Copy each line of the data below in which the word "query" can be found.
++++ EXTRACTED DATA
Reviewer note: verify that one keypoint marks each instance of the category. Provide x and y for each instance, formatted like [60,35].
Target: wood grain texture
++++++++
++++ EXTRACTED DATA
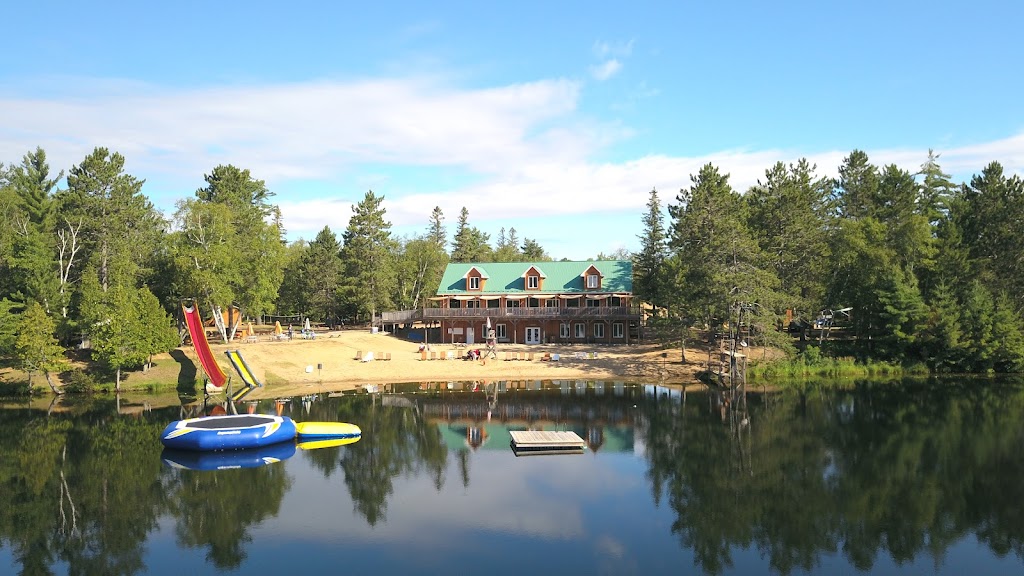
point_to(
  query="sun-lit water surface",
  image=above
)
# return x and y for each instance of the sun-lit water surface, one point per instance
++++++++
++++ EXTRACTED DATA
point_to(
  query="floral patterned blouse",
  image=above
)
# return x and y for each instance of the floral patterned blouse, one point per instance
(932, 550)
++++++++
> [TASK SOLUTION]:
  query="sun-lit water surface",
  query="floral patterned blouse",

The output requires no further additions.